• **Input rows**

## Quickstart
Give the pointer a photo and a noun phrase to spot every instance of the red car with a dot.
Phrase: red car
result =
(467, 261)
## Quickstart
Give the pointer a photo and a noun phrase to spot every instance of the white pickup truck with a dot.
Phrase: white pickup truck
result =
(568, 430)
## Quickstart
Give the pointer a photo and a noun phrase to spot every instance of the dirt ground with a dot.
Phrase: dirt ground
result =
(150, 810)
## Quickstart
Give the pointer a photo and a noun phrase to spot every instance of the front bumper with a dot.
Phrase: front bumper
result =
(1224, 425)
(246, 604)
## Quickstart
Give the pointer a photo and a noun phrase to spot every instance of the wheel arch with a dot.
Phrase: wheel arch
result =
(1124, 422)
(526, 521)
--
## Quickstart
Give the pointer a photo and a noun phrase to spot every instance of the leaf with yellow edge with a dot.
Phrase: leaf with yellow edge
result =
==
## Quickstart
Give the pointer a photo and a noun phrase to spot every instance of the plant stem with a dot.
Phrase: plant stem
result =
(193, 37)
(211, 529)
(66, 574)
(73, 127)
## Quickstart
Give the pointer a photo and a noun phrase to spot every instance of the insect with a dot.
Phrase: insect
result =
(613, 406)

• **Goal of the exercise**
Return each line from the items above that contains the word "spot", copied without any changes.

• **Final answer**
Give the pointer a photo and a noun phrase to spot every instance of the red car with a dot.
Give the pointer a photo and a noun phrase to spot every instance of the white pickup truck with a dot.
Give the pointer a photo and a noun phrase to spot every instance of the dirt ground with a dot.
Give the pointer a photo and a noun phrase to spot every instance of the front bumper with a dot.
Give the pointer a photo and a noun phrase to spot every instance of the wheel arch with a dot.
Give the pointer a photo and a noun phrase to spot every instance of the leaf with yellow edge with a dot.
Give the pointer a photo and a noun phrase to spot every instance of the plant stem with a dot.
Give the pointer a photo and a noun phrase to spot every instance of the insect with a dot.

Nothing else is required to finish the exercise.